Task set
- a) According to the event description on the pandemic and social protection, how many people were MPI poor before the pandemic?
- b) Reproduce the event description on the pandemic and social protection from "While post-Pandemic data" to "increase social protection.".
- c) Why, according to the event description on the pandemic and social protection, does the pandemic's deepest weight fall on the poor and the new poor?

Text segment

This event is designed to promote the establishment of a platform involving stakeholders, who, recognizing the upheaval and distress of the pandemic, are considering possible options to accelerate global social protection knowledge and practice.
The pandemic has deeply imprinted lives of rich and poor, young and old, across the globe – with loss and grief, with uncertainty, and disrupted daily rhythms. But its deepest weight falls on the poor and the new poor – because they carry multiple burdens already. This toll may be among the most destructive and potentially disruptive consequences of the Pandemic.
While post-Pandemic data are largely still unavailable, simulations of predicted poverty trends show an increase on the order of up to 135 million in monetary poverty and 550 million in multidimensional poverty (World Bank 2020; UNDP and OPHI 2020), on top of the 750 million who were poor by the $1.90/day poverty line, or the 1.3 billion who were MPI poor, before the pandemic. However, the real extent of the problem will only be evident when sufficient post-covid data become available; this notwithstanding, livelihoods have been decimated all over the world at an unprecedented scale, and a whole new generation now risks living in the shadow of poverty unless we take urgent action now to dramatically increase social protection.
The cost of COVID-19 is not limited to lives lost and morbidity; it is staggering in terms of hunger, children dropping out of school and foregone healthcare—and as always it is women and girls that are disproportionally bearing the brunt of this tragedy.

Referring expression data:
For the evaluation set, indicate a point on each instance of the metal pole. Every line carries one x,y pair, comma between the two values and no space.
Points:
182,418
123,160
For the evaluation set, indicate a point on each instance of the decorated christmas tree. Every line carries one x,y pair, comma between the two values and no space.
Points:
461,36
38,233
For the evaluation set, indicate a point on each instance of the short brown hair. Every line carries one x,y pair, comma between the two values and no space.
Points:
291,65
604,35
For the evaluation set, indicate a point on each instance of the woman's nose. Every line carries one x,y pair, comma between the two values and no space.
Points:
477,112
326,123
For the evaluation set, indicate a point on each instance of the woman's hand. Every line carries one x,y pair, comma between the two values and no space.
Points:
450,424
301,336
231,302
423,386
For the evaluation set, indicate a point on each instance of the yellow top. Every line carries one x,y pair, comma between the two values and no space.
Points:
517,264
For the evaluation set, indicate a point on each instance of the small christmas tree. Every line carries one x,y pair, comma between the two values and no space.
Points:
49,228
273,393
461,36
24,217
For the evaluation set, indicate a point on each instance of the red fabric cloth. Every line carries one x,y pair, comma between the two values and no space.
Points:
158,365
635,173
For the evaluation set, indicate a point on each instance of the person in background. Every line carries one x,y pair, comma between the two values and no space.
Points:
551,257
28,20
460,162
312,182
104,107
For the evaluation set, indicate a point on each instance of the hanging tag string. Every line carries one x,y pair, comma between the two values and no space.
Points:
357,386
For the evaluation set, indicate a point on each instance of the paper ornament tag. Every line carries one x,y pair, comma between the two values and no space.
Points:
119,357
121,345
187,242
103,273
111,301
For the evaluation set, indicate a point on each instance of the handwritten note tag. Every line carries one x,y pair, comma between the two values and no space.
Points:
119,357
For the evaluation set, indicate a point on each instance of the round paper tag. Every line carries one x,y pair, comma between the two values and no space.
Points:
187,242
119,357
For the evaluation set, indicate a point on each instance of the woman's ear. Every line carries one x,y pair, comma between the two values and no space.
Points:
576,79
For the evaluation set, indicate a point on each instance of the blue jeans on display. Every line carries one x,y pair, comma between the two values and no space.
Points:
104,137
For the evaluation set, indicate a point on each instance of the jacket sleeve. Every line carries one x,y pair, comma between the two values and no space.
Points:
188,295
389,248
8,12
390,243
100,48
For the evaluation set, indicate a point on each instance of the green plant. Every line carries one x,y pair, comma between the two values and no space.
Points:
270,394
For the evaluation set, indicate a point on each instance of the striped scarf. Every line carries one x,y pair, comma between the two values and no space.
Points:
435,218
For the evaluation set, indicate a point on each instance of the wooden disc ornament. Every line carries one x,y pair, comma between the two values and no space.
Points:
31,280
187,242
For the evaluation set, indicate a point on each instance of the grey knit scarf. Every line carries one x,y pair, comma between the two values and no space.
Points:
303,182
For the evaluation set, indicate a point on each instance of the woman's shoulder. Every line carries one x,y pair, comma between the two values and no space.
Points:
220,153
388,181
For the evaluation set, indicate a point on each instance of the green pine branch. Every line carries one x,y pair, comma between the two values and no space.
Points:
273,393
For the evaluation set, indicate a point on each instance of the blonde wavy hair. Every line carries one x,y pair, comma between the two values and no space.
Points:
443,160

Exercise solutions
- a) 1.3 billion people were MPI poor before the pandemic.

- b)
While post-Pandemic data are largely still unavailable, simulations of predicted poverty trends show an increase on the order of up to 135 million in monetary poverty and 550 million in multidimensional poverty (World Bank 2020; UNDP and OPHI 2020), on top of the 750 million who were poor by the $1.90/day poverty line, or the 1.3 billion who were MPI poor, before the pandemic. However, the real extent of the problem will only be evident when sufficient post-covid data become available; this notwithstanding, livelihoods have been decimated all over the world at an unprecedented scale, and a whole new generation now risks living in the shadow of poverty unless we take urgent action now to dramatically increase social protection.

- c) The pandemic's deepest weight falls on the poor and the new poor because they already carry multiple burdens.